■ **WORK TO BE COMPLETED**
Rewrite all the entries below, swapping "Annotation task" for "Labeling task" everywhere and keeping everything else the same. Leave the pictures out.

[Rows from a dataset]
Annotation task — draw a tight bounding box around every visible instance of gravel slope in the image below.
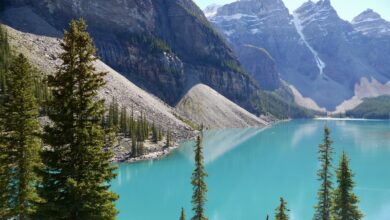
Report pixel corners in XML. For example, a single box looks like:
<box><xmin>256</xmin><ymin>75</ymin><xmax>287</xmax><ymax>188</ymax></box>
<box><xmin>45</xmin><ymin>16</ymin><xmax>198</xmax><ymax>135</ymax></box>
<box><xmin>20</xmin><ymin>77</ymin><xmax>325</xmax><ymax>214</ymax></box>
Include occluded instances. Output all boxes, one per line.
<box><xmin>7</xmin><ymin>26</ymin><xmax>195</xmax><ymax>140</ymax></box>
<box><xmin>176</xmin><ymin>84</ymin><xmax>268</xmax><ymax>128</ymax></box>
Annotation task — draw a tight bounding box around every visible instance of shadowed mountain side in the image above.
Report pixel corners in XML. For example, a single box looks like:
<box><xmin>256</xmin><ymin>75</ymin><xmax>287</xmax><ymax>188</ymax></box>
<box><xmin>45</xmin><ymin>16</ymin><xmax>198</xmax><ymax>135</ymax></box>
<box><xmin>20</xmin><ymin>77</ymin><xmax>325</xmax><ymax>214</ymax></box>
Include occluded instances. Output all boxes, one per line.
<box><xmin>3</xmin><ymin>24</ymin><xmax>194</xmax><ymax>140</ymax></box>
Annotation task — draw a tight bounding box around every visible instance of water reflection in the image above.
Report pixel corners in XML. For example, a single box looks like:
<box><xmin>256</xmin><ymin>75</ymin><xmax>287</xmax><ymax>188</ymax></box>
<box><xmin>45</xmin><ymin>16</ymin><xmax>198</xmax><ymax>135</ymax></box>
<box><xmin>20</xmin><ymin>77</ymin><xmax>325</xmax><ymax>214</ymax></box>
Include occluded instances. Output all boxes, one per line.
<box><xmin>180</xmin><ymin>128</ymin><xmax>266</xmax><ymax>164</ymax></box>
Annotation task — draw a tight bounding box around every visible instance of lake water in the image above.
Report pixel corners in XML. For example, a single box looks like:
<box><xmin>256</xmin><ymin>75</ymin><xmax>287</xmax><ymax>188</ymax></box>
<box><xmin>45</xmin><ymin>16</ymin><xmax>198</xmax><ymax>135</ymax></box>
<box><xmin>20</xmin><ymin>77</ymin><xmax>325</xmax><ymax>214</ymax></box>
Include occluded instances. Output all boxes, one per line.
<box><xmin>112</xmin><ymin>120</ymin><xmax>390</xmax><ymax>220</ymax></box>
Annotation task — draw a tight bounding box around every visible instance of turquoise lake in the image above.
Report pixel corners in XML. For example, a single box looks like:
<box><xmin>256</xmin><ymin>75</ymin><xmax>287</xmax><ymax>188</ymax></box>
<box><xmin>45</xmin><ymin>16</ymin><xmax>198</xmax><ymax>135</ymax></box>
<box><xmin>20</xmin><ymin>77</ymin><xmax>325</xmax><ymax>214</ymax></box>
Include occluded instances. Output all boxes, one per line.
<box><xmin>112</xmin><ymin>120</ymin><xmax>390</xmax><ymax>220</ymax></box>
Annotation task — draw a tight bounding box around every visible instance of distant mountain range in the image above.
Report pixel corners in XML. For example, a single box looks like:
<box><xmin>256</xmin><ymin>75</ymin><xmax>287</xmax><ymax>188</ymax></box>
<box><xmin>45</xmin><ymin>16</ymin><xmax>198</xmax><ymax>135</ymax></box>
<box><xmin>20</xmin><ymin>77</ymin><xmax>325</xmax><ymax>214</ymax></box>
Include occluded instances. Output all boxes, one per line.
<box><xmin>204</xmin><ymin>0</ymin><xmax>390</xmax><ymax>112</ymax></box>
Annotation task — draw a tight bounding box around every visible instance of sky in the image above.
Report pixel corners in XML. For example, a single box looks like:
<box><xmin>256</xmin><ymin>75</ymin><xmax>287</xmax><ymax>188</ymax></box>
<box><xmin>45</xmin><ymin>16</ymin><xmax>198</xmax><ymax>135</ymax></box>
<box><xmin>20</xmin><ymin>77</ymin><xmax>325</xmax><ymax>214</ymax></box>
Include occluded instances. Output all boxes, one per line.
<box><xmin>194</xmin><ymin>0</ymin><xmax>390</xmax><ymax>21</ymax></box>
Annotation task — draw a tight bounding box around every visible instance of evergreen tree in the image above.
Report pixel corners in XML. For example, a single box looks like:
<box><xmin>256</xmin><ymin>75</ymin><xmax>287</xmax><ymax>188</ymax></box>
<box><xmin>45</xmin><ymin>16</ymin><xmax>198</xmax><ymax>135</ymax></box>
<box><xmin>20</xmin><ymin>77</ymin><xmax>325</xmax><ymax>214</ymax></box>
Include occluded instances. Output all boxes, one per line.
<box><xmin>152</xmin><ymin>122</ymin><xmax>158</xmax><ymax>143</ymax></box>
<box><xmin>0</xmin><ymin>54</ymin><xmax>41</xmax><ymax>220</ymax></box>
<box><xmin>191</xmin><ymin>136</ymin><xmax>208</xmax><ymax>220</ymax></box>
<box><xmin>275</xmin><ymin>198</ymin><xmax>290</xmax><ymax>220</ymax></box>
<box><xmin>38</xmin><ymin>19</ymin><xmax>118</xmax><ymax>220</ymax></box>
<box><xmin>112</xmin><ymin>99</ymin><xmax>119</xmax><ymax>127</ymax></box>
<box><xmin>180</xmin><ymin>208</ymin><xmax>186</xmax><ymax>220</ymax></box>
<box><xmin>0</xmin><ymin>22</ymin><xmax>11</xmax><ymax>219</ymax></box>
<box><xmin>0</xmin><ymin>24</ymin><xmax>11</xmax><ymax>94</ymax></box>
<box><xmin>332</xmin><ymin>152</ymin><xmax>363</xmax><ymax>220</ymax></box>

■ **WRITTEN ANSWER**
Labeling task — draw a tight bounding box around every visible instance of gravel slope in the image below.
Report pixel corners in XML. For example, a single box looks like:
<box><xmin>256</xmin><ymin>75</ymin><xmax>287</xmax><ymax>188</ymax></box>
<box><xmin>45</xmin><ymin>16</ymin><xmax>198</xmax><ymax>135</ymax></box>
<box><xmin>20</xmin><ymin>77</ymin><xmax>325</xmax><ymax>214</ymax></box>
Include occluded instances. Output all boxes, one per line.
<box><xmin>7</xmin><ymin>26</ymin><xmax>195</xmax><ymax>140</ymax></box>
<box><xmin>176</xmin><ymin>84</ymin><xmax>268</xmax><ymax>128</ymax></box>
Labeling task — draw a tight bounding box around every visible instance of shadowed mountain side in the image above.
Report pixel corners in XML. For example, a single box looks like:
<box><xmin>256</xmin><ymin>75</ymin><xmax>287</xmax><ymax>188</ymax></box>
<box><xmin>45</xmin><ymin>16</ymin><xmax>198</xmax><ymax>135</ymax></box>
<box><xmin>20</xmin><ymin>77</ymin><xmax>325</xmax><ymax>214</ymax></box>
Include occluded instances. Output all boxes, one per line.
<box><xmin>3</xmin><ymin>24</ymin><xmax>194</xmax><ymax>140</ymax></box>
Labeling task — draw a tight bounding box around every visible instance of water reflection in the image above.
Report pixel corners in XML. For example, a single box looks like:
<box><xmin>256</xmin><ymin>75</ymin><xmax>287</xmax><ymax>188</ymax></box>
<box><xmin>45</xmin><ymin>16</ymin><xmax>198</xmax><ymax>135</ymax></box>
<box><xmin>20</xmin><ymin>77</ymin><xmax>325</xmax><ymax>214</ymax></box>
Include occluded instances. Output all boxes, one per line.
<box><xmin>180</xmin><ymin>128</ymin><xmax>266</xmax><ymax>164</ymax></box>
Labeling task — draw a tight bounding box around every visible instance of lake water in the image above.
Report pixel corners in XML. For example, a single box looks like:
<box><xmin>256</xmin><ymin>75</ymin><xmax>287</xmax><ymax>188</ymax></box>
<box><xmin>45</xmin><ymin>16</ymin><xmax>198</xmax><ymax>135</ymax></box>
<box><xmin>20</xmin><ymin>77</ymin><xmax>325</xmax><ymax>214</ymax></box>
Include occluded instances. Output all boxes, one per line.
<box><xmin>112</xmin><ymin>120</ymin><xmax>390</xmax><ymax>220</ymax></box>
Labeling task — draw a tight bounding box around every visible instance of turquoise lake in the image above.
Report pixel corners in XML. For example, a single box looks like:
<box><xmin>256</xmin><ymin>75</ymin><xmax>287</xmax><ymax>188</ymax></box>
<box><xmin>45</xmin><ymin>16</ymin><xmax>198</xmax><ymax>135</ymax></box>
<box><xmin>20</xmin><ymin>77</ymin><xmax>325</xmax><ymax>214</ymax></box>
Include occluded instances. Output all boxes, one per line.
<box><xmin>112</xmin><ymin>120</ymin><xmax>390</xmax><ymax>220</ymax></box>
Labeling task — draw a tight bounding box around every visible instance of distant mountain range in the image above.
Report pixel corners in XML. For example, a single box looks like:
<box><xmin>256</xmin><ymin>75</ymin><xmax>287</xmax><ymax>188</ymax></box>
<box><xmin>45</xmin><ymin>16</ymin><xmax>198</xmax><ymax>135</ymax></box>
<box><xmin>20</xmin><ymin>77</ymin><xmax>325</xmax><ymax>214</ymax></box>
Include occluded instances. Output all boxes, one per line.
<box><xmin>204</xmin><ymin>0</ymin><xmax>390</xmax><ymax>112</ymax></box>
Labeling task — draw a tight bounding box around every visible instance of sky in the image above.
Report pixel corners in XML. For example, a single box looks like:
<box><xmin>256</xmin><ymin>75</ymin><xmax>287</xmax><ymax>188</ymax></box>
<box><xmin>45</xmin><ymin>16</ymin><xmax>198</xmax><ymax>135</ymax></box>
<box><xmin>20</xmin><ymin>77</ymin><xmax>325</xmax><ymax>214</ymax></box>
Include occluded instances. Output all boxes, one per line.
<box><xmin>194</xmin><ymin>0</ymin><xmax>390</xmax><ymax>21</ymax></box>
Labeling task — draw a tight bounding box around every visible instance of evergreen tree in the image above.
Report pixel corners in XML. For example, a single box looks like:
<box><xmin>256</xmin><ymin>75</ymin><xmax>287</xmax><ymax>188</ymax></box>
<box><xmin>45</xmin><ymin>16</ymin><xmax>198</xmax><ymax>135</ymax></box>
<box><xmin>20</xmin><ymin>77</ymin><xmax>325</xmax><ymax>214</ymax></box>
Include occluded instances. Output all boxes, one per line.
<box><xmin>152</xmin><ymin>122</ymin><xmax>158</xmax><ymax>143</ymax></box>
<box><xmin>0</xmin><ymin>54</ymin><xmax>41</xmax><ymax>220</ymax></box>
<box><xmin>191</xmin><ymin>136</ymin><xmax>208</xmax><ymax>220</ymax></box>
<box><xmin>275</xmin><ymin>198</ymin><xmax>290</xmax><ymax>220</ymax></box>
<box><xmin>38</xmin><ymin>19</ymin><xmax>118</xmax><ymax>220</ymax></box>
<box><xmin>112</xmin><ymin>99</ymin><xmax>119</xmax><ymax>127</ymax></box>
<box><xmin>180</xmin><ymin>208</ymin><xmax>186</xmax><ymax>220</ymax></box>
<box><xmin>0</xmin><ymin>22</ymin><xmax>11</xmax><ymax>219</ymax></box>
<box><xmin>0</xmin><ymin>24</ymin><xmax>11</xmax><ymax>94</ymax></box>
<box><xmin>332</xmin><ymin>152</ymin><xmax>363</xmax><ymax>220</ymax></box>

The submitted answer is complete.